---- Records supplied

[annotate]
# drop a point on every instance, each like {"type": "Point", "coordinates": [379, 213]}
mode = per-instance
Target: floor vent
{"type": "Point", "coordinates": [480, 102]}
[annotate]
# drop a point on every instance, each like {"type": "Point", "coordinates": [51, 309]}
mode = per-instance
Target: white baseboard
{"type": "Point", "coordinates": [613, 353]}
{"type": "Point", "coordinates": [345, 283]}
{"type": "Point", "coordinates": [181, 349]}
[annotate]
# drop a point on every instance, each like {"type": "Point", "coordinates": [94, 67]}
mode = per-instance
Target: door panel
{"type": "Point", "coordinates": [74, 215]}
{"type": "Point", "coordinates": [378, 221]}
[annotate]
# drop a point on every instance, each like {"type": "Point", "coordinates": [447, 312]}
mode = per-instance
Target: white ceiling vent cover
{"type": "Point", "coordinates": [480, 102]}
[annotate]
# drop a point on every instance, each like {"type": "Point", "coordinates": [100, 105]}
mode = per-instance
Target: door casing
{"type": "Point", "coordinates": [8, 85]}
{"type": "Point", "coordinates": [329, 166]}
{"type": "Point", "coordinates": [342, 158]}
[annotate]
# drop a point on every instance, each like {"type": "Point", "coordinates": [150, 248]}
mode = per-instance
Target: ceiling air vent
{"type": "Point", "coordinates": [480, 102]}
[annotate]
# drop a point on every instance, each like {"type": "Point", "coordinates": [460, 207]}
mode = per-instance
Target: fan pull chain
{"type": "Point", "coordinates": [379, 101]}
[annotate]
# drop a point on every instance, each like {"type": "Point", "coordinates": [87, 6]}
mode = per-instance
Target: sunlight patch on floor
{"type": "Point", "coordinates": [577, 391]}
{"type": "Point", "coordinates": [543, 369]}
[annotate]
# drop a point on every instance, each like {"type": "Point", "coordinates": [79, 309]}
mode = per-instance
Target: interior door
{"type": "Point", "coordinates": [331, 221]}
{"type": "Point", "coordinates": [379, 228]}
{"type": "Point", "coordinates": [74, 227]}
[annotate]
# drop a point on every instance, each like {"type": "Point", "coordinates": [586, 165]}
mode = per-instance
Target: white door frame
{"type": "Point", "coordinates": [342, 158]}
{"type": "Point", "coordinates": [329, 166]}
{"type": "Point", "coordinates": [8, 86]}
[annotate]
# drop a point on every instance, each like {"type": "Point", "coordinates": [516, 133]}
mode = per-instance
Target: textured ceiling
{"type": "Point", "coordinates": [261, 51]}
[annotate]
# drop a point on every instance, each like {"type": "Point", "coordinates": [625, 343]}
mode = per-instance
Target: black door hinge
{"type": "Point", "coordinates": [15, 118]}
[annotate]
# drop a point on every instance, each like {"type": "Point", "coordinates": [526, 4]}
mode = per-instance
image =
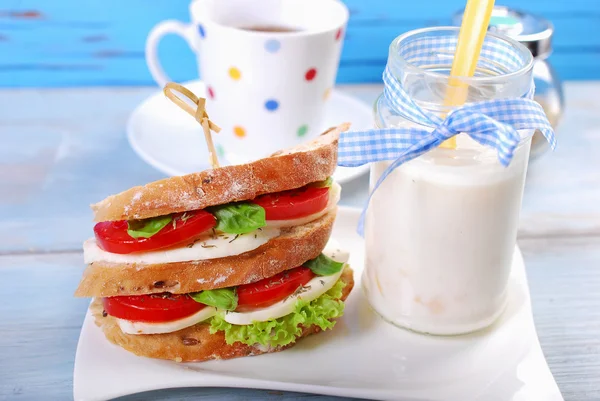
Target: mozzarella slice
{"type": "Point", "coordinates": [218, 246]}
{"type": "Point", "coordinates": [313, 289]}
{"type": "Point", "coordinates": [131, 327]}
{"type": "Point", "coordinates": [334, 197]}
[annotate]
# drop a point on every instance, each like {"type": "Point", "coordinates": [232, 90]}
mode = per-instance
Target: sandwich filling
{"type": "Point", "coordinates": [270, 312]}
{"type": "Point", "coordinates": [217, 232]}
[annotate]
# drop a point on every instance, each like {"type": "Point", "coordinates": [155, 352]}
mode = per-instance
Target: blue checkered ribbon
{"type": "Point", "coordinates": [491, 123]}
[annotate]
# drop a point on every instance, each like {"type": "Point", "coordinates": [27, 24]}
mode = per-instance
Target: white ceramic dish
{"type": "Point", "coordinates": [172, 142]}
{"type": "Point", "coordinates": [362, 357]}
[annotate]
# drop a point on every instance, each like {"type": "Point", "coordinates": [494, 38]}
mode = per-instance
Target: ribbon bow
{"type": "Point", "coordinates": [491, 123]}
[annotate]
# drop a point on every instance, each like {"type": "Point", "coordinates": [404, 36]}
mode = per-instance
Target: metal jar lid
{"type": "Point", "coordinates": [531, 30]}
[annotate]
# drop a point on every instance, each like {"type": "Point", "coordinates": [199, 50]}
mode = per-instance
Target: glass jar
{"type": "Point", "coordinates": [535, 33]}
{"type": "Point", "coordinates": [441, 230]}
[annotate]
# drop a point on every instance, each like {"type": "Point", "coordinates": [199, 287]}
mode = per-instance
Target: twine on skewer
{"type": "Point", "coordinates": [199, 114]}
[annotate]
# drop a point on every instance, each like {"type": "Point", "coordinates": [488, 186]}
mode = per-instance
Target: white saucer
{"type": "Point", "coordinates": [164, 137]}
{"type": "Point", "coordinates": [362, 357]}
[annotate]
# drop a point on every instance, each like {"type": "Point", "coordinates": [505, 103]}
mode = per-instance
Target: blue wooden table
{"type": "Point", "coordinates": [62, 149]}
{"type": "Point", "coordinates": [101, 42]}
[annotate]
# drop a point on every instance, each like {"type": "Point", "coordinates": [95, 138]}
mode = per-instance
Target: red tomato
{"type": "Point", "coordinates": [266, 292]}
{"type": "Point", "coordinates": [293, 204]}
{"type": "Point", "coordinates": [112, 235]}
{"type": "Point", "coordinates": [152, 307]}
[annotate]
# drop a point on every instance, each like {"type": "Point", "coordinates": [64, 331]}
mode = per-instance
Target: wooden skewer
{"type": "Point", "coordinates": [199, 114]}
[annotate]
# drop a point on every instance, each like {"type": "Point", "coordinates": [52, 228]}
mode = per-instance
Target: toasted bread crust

--------
---- Records supplied

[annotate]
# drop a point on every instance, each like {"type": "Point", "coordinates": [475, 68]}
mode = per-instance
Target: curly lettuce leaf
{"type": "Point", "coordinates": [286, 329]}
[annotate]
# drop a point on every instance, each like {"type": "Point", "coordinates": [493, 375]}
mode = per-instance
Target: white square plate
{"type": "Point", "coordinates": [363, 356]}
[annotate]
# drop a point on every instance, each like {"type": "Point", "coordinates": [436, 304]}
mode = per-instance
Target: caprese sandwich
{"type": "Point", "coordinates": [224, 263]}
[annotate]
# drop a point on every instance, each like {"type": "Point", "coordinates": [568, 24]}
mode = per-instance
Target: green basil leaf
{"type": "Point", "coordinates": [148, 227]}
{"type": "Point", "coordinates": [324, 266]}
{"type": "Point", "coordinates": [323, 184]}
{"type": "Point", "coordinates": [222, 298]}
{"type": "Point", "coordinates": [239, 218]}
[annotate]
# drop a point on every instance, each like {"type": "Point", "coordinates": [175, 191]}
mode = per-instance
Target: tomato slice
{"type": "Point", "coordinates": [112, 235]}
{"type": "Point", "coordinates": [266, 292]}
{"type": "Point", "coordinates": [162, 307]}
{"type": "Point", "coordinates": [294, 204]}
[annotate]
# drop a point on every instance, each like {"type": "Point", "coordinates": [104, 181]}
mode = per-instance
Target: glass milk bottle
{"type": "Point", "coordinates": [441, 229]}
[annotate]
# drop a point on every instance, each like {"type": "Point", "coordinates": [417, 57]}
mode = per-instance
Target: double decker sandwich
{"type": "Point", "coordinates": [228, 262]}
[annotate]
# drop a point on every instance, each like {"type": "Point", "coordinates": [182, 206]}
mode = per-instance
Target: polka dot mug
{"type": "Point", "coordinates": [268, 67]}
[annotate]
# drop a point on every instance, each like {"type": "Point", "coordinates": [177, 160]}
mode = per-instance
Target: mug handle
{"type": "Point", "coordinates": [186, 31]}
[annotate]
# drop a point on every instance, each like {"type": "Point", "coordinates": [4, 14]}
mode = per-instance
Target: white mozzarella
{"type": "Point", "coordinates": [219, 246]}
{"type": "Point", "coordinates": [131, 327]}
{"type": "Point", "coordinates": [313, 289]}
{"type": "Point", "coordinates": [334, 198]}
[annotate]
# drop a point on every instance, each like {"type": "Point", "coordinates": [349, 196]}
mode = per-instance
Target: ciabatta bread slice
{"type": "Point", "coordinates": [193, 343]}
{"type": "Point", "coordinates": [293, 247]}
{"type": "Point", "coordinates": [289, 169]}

--------

### Exercise description
Return every line of the entries above that contains the word "door".

### Result for this task
Target: door panel
Target: door casing
Target: interior door
Target: white door frame
Target: black door hinge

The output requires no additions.